[Pointing and labeling entries]
----------------------------------------

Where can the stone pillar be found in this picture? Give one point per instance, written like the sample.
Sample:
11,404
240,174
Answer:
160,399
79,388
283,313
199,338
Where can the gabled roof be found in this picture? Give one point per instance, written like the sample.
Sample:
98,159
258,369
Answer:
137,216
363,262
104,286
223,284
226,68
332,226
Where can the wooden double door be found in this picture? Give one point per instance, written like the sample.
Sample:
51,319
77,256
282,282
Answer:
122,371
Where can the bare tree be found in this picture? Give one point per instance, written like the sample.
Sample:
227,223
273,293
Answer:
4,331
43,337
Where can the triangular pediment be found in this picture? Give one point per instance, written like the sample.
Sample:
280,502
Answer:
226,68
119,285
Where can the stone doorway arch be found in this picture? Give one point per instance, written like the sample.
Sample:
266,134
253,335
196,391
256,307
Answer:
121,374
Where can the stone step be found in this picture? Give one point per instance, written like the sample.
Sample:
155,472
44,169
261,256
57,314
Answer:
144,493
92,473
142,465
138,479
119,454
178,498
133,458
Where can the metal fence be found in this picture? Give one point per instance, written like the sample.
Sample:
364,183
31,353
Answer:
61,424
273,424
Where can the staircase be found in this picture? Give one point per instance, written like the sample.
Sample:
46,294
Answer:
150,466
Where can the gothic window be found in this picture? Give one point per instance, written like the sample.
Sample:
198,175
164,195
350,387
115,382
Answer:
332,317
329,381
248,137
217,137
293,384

----------------------------------------

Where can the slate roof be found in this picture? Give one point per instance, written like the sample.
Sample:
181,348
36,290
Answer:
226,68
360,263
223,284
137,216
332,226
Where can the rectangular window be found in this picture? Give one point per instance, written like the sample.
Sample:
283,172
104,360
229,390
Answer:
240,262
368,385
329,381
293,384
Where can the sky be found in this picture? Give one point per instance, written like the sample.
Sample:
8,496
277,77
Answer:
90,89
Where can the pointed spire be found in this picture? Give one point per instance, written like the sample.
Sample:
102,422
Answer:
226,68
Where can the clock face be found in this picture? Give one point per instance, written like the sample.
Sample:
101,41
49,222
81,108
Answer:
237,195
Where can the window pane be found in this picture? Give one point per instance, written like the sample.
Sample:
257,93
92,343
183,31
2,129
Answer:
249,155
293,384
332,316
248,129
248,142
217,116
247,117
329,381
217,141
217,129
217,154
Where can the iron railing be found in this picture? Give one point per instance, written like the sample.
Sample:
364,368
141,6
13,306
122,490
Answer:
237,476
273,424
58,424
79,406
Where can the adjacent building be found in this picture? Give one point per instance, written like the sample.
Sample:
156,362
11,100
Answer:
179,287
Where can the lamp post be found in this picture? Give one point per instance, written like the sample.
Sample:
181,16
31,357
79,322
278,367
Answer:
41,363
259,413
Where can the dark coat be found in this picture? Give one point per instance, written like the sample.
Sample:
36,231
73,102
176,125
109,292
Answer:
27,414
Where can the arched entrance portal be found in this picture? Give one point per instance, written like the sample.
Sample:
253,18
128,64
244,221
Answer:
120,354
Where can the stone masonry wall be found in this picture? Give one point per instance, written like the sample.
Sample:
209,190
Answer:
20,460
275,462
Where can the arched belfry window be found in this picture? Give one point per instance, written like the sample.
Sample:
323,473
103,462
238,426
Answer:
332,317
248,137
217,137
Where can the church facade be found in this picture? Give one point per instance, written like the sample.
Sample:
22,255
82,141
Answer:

----------------------------------------

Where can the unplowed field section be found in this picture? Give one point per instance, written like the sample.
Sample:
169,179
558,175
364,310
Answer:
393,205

----------------------------------------

> [Task objective]:
Pull out every line above that contains the string "roof", copying each one in full.

> [Problem solution]:
Where can the gabled roof be found in this picture? Give one point per instance, written like the sample.
Where can the slate roof be found in this picture? Give one point per instance, written like the sample.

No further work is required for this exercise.